- [Region labeling data]:
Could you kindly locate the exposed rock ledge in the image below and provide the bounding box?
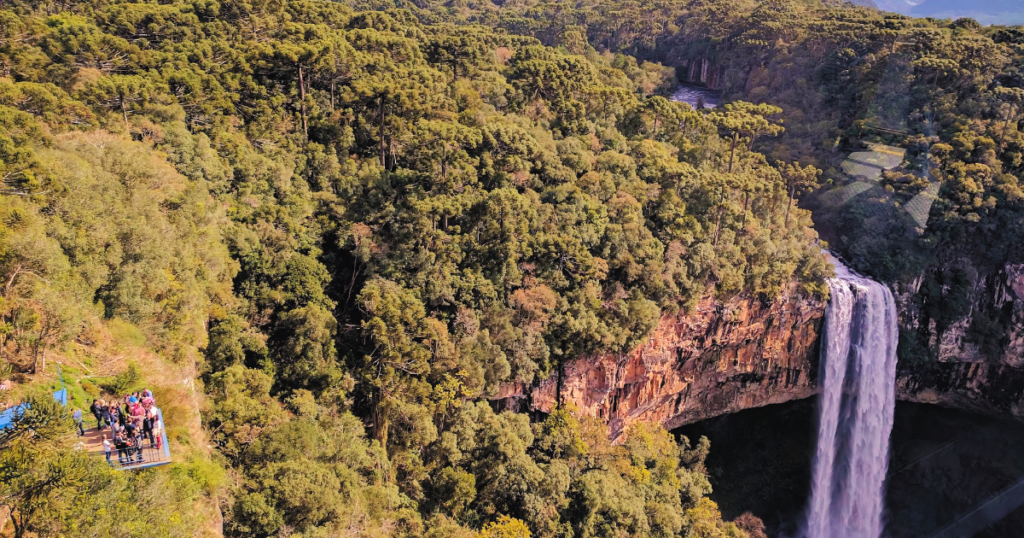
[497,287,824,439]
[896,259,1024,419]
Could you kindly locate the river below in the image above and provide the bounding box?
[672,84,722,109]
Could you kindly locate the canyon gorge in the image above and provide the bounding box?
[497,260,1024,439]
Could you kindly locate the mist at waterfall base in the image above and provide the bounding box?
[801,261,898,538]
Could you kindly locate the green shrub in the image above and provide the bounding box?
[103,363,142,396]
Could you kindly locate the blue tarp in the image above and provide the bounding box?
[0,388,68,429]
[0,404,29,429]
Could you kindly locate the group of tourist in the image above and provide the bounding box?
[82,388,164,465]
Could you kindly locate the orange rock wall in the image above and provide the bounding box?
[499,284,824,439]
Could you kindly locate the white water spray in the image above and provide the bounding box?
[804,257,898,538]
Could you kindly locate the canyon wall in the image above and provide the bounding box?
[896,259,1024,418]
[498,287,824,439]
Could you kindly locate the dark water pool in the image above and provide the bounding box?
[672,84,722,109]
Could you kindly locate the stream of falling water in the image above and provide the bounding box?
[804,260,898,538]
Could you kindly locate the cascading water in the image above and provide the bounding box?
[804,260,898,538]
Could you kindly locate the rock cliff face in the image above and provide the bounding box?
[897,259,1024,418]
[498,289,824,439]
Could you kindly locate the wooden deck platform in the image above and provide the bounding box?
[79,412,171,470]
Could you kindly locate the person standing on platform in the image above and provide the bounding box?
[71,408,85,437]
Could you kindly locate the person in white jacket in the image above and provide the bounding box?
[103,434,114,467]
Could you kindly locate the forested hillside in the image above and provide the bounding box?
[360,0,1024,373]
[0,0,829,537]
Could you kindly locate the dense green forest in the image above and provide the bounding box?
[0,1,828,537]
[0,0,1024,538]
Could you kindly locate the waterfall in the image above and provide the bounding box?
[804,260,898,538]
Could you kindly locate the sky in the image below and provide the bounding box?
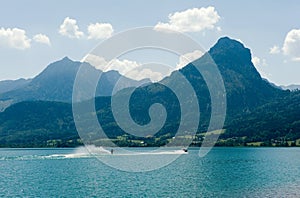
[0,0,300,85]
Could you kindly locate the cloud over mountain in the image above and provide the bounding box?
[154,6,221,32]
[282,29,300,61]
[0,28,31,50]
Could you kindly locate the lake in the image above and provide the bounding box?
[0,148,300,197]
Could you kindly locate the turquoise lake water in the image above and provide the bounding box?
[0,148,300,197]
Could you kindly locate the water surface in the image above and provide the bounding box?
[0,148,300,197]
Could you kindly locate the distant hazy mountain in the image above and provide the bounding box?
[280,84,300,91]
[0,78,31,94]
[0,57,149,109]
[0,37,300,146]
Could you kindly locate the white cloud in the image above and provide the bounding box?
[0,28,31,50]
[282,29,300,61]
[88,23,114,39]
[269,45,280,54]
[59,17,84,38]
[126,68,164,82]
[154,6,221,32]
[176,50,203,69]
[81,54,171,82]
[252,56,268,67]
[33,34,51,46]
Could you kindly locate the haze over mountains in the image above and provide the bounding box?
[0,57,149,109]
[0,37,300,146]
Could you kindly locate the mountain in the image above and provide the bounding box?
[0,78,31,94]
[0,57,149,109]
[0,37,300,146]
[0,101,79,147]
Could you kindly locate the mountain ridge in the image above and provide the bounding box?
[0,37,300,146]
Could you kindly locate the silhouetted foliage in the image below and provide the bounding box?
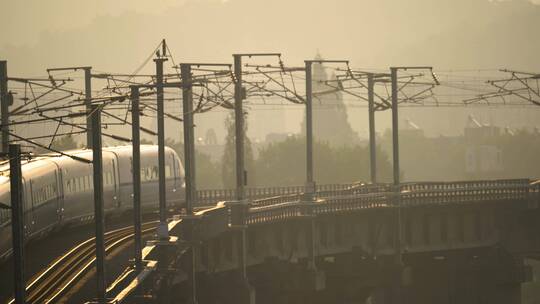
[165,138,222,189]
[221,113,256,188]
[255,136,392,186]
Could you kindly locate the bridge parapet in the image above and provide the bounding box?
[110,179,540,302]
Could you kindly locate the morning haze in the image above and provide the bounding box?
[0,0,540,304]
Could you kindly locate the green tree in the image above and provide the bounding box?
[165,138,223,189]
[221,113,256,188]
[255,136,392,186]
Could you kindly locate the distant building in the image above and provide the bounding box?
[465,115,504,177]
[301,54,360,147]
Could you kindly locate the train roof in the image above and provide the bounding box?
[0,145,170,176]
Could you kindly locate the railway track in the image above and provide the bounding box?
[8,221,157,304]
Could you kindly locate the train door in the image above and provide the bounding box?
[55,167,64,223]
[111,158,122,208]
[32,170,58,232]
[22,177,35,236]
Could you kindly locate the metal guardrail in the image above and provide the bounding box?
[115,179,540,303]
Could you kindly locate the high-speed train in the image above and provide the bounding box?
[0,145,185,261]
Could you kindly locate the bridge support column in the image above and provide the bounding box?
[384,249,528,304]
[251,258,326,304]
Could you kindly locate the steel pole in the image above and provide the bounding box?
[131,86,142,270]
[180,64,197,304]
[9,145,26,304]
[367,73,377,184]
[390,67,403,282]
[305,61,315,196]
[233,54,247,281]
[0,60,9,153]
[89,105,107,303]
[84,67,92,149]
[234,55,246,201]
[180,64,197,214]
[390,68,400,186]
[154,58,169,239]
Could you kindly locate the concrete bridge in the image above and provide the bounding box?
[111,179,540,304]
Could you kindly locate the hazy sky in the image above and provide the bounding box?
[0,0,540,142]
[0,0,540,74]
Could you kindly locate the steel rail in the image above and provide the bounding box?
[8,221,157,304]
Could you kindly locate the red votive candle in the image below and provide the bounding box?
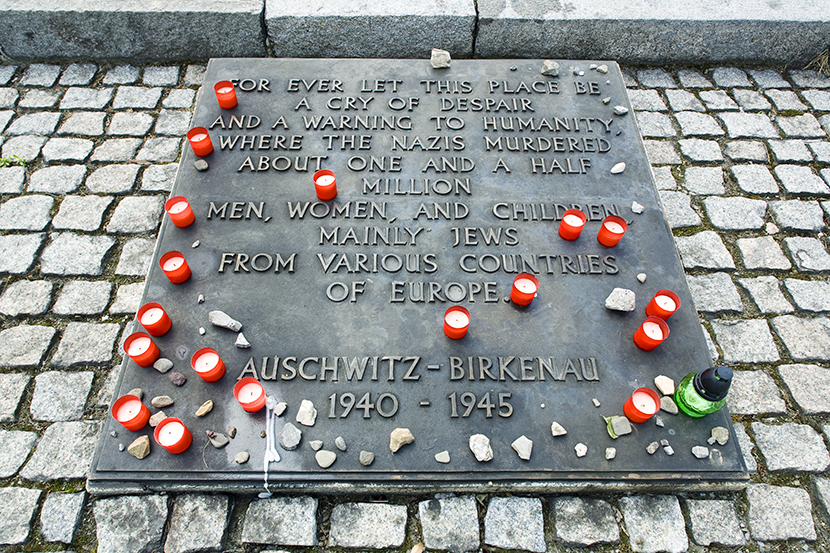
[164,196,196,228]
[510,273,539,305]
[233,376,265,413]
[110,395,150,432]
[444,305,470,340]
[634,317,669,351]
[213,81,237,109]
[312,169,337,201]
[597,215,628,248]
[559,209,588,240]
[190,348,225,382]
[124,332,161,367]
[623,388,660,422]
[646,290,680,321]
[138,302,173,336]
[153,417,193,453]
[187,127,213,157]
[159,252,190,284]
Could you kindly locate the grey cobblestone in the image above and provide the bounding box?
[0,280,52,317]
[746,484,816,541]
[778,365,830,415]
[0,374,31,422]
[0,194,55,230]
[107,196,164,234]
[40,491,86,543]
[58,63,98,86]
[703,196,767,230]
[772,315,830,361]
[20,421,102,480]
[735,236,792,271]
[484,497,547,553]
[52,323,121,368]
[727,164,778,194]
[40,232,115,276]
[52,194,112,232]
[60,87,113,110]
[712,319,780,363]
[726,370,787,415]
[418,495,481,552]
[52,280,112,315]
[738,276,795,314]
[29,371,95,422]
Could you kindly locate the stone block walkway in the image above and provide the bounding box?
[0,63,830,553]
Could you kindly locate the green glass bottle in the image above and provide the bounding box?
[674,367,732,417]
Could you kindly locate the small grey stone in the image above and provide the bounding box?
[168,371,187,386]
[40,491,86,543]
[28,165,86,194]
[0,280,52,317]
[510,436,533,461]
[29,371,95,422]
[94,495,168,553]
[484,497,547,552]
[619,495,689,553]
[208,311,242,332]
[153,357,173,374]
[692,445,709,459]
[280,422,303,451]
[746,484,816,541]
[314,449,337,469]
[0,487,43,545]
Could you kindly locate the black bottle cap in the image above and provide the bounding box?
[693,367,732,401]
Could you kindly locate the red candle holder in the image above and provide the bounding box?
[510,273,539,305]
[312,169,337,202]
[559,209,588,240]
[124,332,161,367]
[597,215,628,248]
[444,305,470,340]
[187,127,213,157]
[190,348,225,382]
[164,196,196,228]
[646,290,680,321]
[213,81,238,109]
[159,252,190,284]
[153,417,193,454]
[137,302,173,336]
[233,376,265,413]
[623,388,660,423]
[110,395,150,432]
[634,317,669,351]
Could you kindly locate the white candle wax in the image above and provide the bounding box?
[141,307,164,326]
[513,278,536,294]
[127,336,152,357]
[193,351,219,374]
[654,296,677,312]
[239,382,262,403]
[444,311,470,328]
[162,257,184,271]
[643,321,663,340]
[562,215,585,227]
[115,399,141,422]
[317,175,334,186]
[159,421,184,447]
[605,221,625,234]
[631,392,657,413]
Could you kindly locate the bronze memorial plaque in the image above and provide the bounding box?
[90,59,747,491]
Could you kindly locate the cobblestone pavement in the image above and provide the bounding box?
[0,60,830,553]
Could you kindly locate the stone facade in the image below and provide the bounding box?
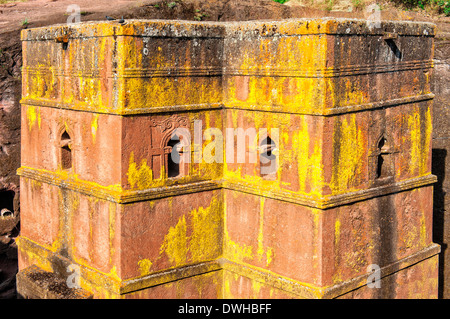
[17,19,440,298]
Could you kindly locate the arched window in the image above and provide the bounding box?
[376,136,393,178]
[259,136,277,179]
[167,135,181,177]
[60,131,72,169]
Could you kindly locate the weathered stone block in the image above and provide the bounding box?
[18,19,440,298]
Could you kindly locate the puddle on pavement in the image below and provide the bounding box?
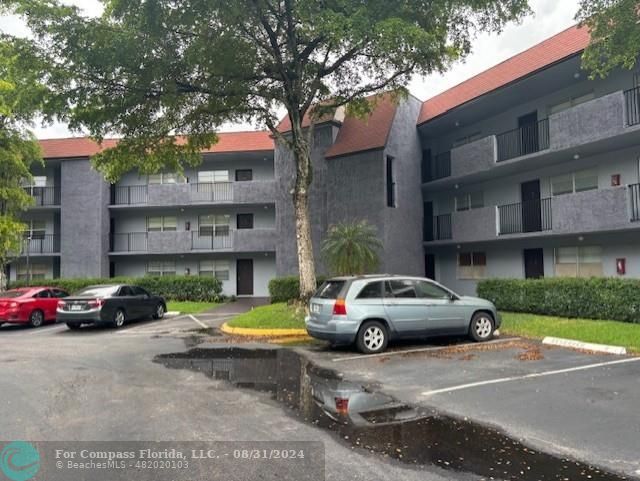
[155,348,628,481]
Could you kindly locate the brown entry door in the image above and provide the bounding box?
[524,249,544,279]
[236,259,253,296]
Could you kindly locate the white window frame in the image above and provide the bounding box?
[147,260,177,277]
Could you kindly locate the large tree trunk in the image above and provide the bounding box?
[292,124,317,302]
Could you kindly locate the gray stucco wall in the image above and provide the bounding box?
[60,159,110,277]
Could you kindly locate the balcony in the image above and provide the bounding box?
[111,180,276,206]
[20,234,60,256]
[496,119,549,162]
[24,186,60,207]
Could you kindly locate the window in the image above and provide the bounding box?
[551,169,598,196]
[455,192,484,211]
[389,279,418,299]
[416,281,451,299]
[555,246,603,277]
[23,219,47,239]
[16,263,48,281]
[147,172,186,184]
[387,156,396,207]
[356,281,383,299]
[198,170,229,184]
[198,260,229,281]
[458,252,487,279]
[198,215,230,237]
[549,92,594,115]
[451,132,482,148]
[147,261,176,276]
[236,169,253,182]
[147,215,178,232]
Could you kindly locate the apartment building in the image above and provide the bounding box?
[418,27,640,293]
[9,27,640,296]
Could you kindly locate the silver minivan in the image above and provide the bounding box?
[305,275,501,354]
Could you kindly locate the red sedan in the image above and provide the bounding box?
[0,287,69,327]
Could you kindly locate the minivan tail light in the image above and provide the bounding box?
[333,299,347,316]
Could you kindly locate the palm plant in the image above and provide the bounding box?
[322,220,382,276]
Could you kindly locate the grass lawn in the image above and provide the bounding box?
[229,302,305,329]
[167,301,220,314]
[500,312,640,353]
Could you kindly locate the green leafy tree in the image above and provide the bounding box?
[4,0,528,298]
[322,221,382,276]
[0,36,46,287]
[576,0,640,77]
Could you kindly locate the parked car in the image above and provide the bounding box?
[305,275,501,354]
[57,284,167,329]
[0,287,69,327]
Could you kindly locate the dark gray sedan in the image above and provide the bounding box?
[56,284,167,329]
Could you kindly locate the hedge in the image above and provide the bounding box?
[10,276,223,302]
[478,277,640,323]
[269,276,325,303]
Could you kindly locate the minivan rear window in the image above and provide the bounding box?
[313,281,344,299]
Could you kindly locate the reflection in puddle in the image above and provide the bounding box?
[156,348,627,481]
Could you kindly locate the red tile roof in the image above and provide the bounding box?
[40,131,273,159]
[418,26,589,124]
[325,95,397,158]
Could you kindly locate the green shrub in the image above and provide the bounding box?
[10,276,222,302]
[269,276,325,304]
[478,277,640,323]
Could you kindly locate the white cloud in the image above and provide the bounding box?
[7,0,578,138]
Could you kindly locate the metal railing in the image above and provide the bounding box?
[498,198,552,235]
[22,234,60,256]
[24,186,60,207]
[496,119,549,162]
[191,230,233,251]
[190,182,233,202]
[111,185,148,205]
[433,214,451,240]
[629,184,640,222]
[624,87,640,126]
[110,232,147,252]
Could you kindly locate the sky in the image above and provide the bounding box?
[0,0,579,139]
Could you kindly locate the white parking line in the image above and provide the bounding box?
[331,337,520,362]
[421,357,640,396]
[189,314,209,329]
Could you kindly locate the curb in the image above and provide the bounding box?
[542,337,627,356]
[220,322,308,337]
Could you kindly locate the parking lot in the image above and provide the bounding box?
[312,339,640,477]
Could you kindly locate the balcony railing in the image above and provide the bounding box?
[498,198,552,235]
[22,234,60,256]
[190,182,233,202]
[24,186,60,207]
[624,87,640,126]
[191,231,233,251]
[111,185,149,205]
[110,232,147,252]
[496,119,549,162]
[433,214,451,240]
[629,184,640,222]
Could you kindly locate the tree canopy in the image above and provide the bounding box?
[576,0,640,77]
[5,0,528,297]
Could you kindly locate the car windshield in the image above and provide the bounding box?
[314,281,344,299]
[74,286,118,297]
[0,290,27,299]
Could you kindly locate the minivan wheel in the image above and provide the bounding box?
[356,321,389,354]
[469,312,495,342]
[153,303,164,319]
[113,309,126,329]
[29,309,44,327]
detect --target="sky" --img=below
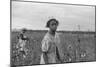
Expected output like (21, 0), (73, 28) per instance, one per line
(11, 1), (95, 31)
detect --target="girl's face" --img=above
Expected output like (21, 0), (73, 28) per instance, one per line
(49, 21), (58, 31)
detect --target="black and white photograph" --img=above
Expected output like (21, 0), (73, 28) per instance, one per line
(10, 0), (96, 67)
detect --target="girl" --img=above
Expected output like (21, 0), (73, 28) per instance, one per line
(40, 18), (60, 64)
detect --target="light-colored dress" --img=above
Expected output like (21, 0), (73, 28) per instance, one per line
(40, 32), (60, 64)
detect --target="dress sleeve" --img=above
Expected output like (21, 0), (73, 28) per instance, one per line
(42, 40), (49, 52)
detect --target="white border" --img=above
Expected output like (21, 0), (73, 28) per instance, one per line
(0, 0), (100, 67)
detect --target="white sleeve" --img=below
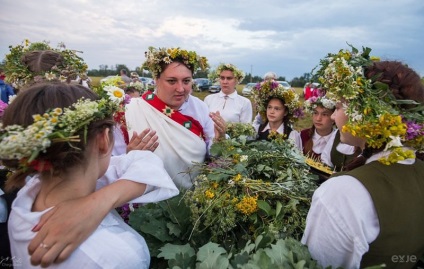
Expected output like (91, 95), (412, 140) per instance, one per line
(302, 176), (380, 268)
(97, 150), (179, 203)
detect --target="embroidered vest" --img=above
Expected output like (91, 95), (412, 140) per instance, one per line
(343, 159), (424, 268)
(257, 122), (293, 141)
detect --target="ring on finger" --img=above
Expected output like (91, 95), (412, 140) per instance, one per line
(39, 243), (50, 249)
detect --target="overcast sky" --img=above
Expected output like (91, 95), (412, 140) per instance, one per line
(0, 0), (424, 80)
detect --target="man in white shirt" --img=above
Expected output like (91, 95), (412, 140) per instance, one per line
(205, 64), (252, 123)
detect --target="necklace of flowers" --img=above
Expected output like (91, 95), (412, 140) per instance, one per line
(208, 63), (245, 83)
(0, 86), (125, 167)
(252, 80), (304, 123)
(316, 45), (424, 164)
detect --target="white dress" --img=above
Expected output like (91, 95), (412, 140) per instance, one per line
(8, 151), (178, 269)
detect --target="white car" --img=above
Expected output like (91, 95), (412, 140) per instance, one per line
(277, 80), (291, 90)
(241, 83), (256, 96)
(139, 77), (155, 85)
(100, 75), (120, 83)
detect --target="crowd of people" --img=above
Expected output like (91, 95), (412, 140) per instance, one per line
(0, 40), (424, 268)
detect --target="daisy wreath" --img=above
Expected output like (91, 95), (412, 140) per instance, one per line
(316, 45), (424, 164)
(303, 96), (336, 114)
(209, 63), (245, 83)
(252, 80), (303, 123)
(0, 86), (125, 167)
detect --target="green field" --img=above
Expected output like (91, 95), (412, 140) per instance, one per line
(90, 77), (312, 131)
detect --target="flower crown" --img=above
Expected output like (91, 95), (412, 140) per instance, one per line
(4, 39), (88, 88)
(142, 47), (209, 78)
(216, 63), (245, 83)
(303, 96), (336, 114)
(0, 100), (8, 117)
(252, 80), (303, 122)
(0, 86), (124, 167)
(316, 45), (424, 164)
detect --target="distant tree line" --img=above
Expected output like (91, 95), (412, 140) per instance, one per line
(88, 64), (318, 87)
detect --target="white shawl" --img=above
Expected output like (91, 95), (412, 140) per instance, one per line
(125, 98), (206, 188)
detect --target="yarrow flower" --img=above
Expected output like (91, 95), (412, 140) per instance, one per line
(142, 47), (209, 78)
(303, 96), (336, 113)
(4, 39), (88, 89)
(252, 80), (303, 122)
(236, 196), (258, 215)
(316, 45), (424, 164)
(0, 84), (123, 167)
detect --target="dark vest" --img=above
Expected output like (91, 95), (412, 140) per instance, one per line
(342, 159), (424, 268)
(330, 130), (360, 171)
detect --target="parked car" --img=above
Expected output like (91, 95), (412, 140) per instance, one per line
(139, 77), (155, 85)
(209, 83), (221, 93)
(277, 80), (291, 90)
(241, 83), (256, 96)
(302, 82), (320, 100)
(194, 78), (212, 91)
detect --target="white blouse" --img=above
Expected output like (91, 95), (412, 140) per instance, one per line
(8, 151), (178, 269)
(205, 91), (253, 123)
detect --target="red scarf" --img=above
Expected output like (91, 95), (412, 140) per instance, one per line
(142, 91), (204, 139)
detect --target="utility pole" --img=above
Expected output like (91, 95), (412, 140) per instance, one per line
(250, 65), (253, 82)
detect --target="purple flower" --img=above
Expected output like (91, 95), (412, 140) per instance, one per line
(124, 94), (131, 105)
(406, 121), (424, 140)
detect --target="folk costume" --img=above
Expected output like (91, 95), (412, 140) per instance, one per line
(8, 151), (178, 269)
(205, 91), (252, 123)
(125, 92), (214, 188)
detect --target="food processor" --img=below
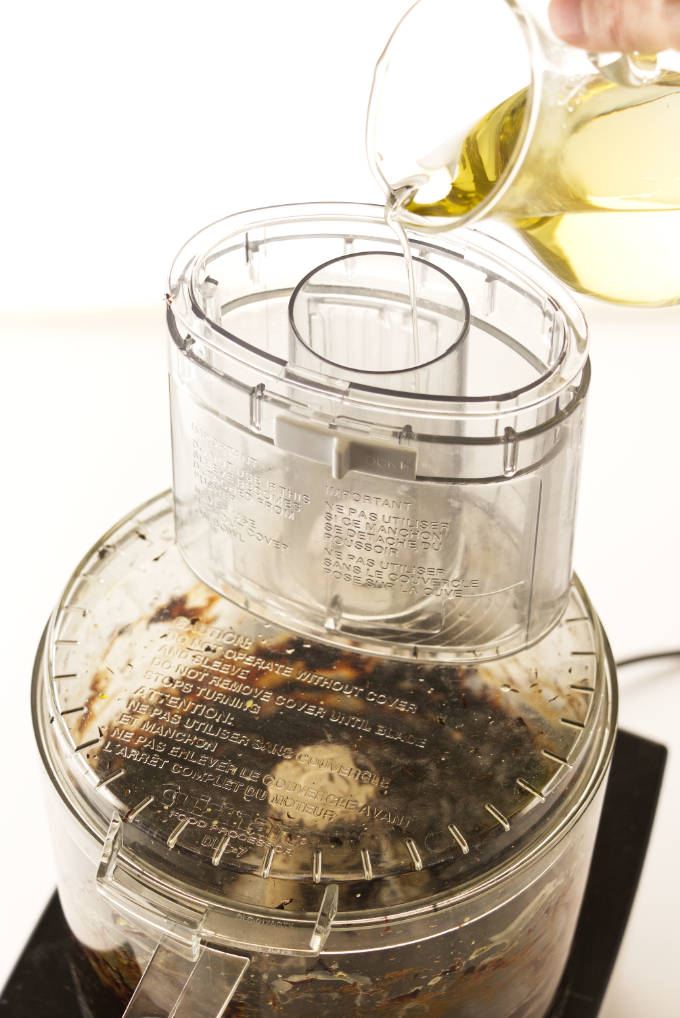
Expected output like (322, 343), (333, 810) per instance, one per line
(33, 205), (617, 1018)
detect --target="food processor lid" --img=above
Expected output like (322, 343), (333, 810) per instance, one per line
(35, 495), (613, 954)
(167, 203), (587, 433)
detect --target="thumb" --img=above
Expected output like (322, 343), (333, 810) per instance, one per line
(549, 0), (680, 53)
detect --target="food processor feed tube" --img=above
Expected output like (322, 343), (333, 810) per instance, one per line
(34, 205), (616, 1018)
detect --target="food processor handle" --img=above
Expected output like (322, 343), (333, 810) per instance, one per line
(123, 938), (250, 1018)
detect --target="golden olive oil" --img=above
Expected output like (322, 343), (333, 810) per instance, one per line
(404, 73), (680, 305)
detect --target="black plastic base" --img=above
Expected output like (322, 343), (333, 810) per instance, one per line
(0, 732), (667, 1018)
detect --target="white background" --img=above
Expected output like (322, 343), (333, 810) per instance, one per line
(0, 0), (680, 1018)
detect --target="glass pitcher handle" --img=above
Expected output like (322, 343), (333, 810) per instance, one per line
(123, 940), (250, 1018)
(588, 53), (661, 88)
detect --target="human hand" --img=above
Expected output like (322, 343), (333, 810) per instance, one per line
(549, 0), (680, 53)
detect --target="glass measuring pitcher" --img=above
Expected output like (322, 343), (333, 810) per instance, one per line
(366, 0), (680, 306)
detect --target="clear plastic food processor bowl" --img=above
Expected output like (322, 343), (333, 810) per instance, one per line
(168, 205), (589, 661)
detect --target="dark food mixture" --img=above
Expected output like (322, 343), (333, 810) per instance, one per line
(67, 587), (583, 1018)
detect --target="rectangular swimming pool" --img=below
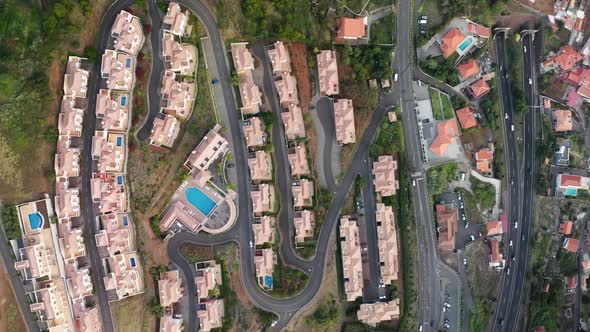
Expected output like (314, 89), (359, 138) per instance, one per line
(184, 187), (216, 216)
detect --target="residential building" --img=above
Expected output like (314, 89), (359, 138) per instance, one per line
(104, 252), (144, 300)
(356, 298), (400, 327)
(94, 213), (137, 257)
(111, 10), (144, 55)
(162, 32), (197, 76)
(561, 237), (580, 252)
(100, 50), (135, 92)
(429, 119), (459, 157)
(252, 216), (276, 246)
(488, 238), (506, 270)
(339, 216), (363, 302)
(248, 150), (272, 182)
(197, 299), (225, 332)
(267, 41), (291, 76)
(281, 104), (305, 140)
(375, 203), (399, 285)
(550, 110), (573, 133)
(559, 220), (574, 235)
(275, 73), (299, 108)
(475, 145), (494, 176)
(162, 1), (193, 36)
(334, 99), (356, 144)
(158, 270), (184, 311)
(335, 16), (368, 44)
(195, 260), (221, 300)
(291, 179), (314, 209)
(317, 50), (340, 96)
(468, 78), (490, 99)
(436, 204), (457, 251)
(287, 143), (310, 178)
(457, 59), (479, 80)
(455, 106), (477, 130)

- [EXERCISE OBJECTIVE]: Convert the data into a numbered list, starting at the beginning of the data and ending at the line containing "[804,257,898,538]", with both ends included and blank lines skipped. Leave any pictures out of the output.

- [EXPECTED OUTPUT]:
1. Could you kindly locate the exposed rock ledge in the image below and provide the bounding box?
2. [497,287,824,439]
3. [896,259,1024,419]
4. Could you kindly locate the river below in the image above and provide the bounding box?
5. [672,84,722,109]
6. Could you kindly locate the canyon gorge in the image above and provide the bounding box?
7. [497,260,1024,439]
8. Could you kindly locate the mist at waterfall base in the image above and provide the bounding box?
9. [801,261,898,538]
10. Could you kindly locate the green shrub in the image above and provide the bounding box?
11. [103,363,142,396]
12. Could you kindly locate the blue tarp in the image above and provide the bounding box?
13. [0,388,68,429]
14. [0,404,29,429]
15. Could you kindly locate the group of tourist in the image above and provide the bounding box?
16. [82,388,164,465]
17. Could you kindly locate the orange rock wall in the image above and provide the bounding box?
18. [499,284,824,439]
19. Could you kindly locate the white water spray in the image above and provide the bounding box?
20. [804,257,898,538]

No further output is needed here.